● **Task requirements**
Reproduce the records from the start up to and including the line with "[[375, 174], [188, 185], [41, 61]]", keeping the requests, and shift every coordinate in the answers by adding 115 to each number. Leave the pictures out of your output.

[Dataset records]

· · · ·

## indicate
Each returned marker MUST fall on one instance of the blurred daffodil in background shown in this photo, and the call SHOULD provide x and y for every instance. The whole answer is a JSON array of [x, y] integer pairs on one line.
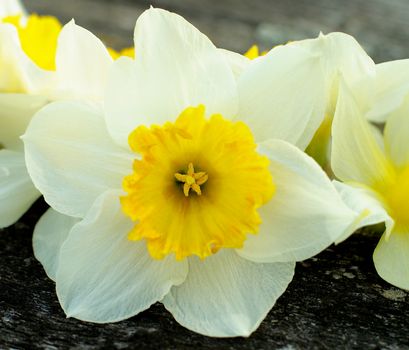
[[375, 174], [188, 185], [41, 61]]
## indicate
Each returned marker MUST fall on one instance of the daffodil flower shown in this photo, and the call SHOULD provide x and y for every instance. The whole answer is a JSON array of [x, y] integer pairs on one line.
[[39, 63], [375, 172], [180, 190]]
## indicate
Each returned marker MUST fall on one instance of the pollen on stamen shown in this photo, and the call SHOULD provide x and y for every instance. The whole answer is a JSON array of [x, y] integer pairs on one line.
[[192, 180]]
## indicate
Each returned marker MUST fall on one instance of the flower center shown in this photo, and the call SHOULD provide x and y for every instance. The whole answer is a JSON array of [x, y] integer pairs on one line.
[[192, 180], [395, 195], [196, 185]]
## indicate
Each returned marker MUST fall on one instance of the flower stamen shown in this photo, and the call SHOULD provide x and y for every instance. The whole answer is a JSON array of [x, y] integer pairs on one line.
[[192, 180]]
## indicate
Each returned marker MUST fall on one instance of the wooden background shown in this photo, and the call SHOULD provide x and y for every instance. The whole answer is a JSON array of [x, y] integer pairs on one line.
[[336, 299]]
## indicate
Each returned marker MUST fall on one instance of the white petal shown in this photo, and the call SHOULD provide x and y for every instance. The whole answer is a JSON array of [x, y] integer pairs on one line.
[[362, 199], [282, 95], [342, 55], [356, 155], [305, 215], [391, 258], [50, 233], [396, 135], [16, 111], [11, 7], [226, 296], [82, 64], [104, 277], [391, 88], [176, 67], [237, 62], [71, 157], [17, 192]]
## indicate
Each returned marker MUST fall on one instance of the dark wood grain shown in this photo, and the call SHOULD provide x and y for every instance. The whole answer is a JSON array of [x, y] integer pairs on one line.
[[336, 300], [381, 26]]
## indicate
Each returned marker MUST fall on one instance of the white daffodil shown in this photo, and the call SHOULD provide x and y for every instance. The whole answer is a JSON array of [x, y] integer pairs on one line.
[[391, 89], [181, 191], [340, 54], [375, 172], [39, 63]]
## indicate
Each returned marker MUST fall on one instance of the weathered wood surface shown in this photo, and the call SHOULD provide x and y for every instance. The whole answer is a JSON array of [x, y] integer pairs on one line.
[[381, 26], [336, 299]]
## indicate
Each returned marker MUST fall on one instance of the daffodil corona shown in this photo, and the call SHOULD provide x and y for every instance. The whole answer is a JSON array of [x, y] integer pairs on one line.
[[197, 187]]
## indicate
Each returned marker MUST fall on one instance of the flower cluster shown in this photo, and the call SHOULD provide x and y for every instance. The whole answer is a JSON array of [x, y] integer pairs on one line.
[[192, 175]]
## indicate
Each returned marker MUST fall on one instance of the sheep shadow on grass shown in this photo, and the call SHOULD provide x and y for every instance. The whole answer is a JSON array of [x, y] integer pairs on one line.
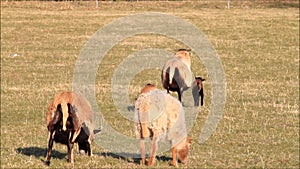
[[39, 152], [129, 157]]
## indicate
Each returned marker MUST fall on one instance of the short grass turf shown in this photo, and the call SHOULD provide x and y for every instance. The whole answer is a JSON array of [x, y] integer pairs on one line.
[[257, 42]]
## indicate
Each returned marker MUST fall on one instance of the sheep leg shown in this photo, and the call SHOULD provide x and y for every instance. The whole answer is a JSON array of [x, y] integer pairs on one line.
[[174, 158], [50, 145], [142, 148], [153, 150], [179, 94], [201, 93], [76, 133], [70, 148], [70, 152]]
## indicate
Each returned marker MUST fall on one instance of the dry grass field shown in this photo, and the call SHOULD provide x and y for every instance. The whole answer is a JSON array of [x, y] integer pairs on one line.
[[257, 42]]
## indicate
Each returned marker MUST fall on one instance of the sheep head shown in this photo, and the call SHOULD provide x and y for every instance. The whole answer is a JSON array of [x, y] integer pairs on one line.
[[183, 152]]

· · · ·

● **Task output**
## indicate
Each returned marker MUST fall on one instance of the blurred daffodil in background shown in this photo, and the call SHOULD provide x and y for every instance. The whole answer is a JSON array of [x, y] integer pairs on one line.
[[490, 289], [303, 300], [156, 176]]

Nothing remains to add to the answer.